━━ DOCUMENT SEGMENT ━━
From: LARRY KLAES (ljk4_at_msn.com)
Date: Tue Oct 02 2007 - 09:55:06 PDT
http://www.dailygalaxy.com/my_weblog/2007/10/biologically-ba.html
October 01, 2007
Advanced Civilizations in the Universe - A Galaxy Insight
"Biologically based technological civilization...is a fleeting phenomenon
limited to a few thousand years, and exists in the universe in the
proportion of one thousand to one billion, so that only one in a million
civilizations are biological."
Steven J. Dick, NASA Chief Historian
If extraterrestrial intelligence exists, Stephen Dick concludes in an
article in the International Journal of Astrobiology, it has probably
evolved beyond biology to an advanced form of artificial intelligence that
is the product of million or billions of years of technological and cultural
evolution similar to the civilizations Arthur C Clarke envisioned that
created the Tycho Monoliths in 2001 -A Space Odyssey. In a post-biological
universe machines are the dominant form of intelligence.
o Dick the emergence of life and the evolution of intelligence is literally
pre-programmed by the laws and constants of physics, which function similar
to cosmic DNA.
The emergence of life and intelligence, according to Dick, was coded into
the cosmic playbook from the first moment of the Big Bang. Intelligent life
is destined to eventually dominate the cosmos and ultimately to serve as the
instrument of cosmic replication.
In his book, The Biological Universe: The 20th Century Extraterrestrial Life
Debate and the Limits of Science, Dick argues that at the dawn of the 21st
century calls for us to take into account the Copernican principle that life
on earth and humanity is in no way physically central in the universe: "we
are located on a small planet around a star on the outskirts of the Milky
Way galaxy."
The first concept, the question of life beyond our home planet, Dick
explained in his essay, has exercised human imagination, and has stirred
irrational fears, since the ancient Greeks, fears that in large part were
responsible for the death more than 400 years ago, on February 17, 1600,
when Giordano Bruno was summoned from his Inquisition prison cell in Castel
S'ant Angelo across the Tiber from the Vatican, marched to the Campo dei
Fiori, and burned at the stake in large part for his belief in an infinite
number of inhabited worlds. So anathema, Dick writes, was the subject of
other worlds that even historians of science avoided it until the 1970s.
This worldview of the cosmos as a biological universe is a revolutionary
perspective as profound a revision in our way of think as the Copernican and
Darwinian revolutions. It is a worldview that believes that "planetary
systems are common, that life originates wherever conditions are favorable,
and that evolution culminates with intelligence."
━━━
**ACTION ITEM**: In the article on advanced civilizations in the universe, on what date was Giordano Bruno burned at the stake?
━━ EXCERPTED DATA ━━
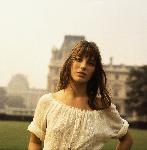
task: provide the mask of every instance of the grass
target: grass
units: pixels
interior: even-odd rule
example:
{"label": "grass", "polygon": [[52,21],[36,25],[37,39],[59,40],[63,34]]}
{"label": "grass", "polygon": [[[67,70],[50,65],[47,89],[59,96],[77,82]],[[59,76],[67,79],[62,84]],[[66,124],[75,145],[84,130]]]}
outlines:
{"label": "grass", "polygon": [[[26,150],[29,122],[0,121],[0,150]],[[130,129],[134,139],[131,150],[147,150],[147,130]],[[103,150],[115,150],[117,141],[109,141]]]}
━━━
**SOLUTION BELOW**: February 17, 1600.